_TEXT SECTION_
* BEGIN *
# 2. Clustering with KMedoids, CLARA and Common-nearest-neighbors¶

## 2.1. K-Medoids¶

`KMedoids`

is related to the `KMeans`

algorithm. While
`KMeans`

tries to minimize the within cluster sum-of-squares,
`KMedoids`

tries to minimize the sum of distances between each point and
the medoid of its cluster. The medoid is a data point (unlike the centroid)
which has the least total distance to the other members of its cluster. The use of
a data point to represent each cluster’s center allows the use of any distance
metric for clustering. It may also be a practical advantage, for instance K-Medoids
algorithms have been used for facial recognition for which the medoid is a
typical photo of the person to recognize while K-Means would have obtained a blurry
image that mixed several pictures of the person to recognize.

`KMedoids`

can be more robust to noise and outliers than `KMeans`

as it will choose one of the cluster members as the medoid while
`KMeans`

will move the center of the cluster towards the outlier which
might in turn move other points away from the cluster centre.
* END *
[Image object location entries]
* BEGIN *
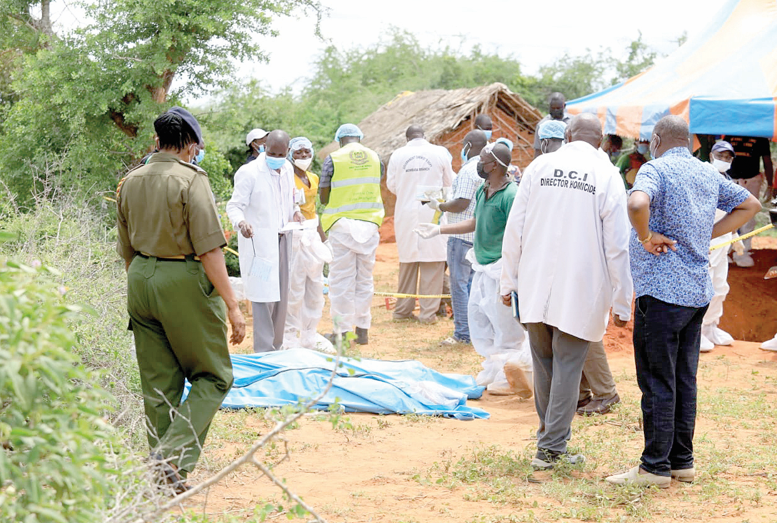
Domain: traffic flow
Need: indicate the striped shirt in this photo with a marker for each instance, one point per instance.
(465, 185)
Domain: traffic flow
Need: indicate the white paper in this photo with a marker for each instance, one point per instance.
(294, 226)
(260, 269)
(424, 193)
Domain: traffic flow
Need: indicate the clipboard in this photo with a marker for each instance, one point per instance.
(514, 305)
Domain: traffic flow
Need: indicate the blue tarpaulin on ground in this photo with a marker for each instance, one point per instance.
(287, 377)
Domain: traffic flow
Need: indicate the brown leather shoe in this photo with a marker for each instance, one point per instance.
* END *
_TO BE DONE_
1. Reproduce the K-Medoids section from "can be more" up to and including "the cluster centre.".
2. In the K-Medoids section, what does KMedoids try to minimize?
3. Write the next part of the K-Medoids clustering text, starting after its last sentence.

_EXPECTED RESULTS_
1.
can be more robust to noise and outliers than `KMeans`

as it will choose one of the cluster members as the medoid while
`KMeans`

will move the center of the cluster towards the outlier which
might in turn move other points away from the cluster centre.

2. The sum of distances between each point and the medoid of its cluster.

3.
`KMedoids`

is also different from K-Medians, which is analogous to `KMeans`

except that the Manhattan Median is used for each cluster center instead of
the centroid. K-Medians is robust to outliers, but it is limited to the
Manhattan Distance metric and, similar to `KMeans`

, it does not guarantee
that the center of each cluster will be a member of the original dataset.

The complexity of K-Medoids is \(O(N^2 K T)\) where \(N\) is the number
of samples, \(T\) is the number of iterations and \(K\) is the number of
clusters. This makes it more suitable for smaller datasets in comparison to
`KMeans`

which is \(O(N K T)\).

Examples:

sphx_glr_auto_examples_plot_kmedoids_digits.py: Applying K-Medoids on digits with various distance metrics.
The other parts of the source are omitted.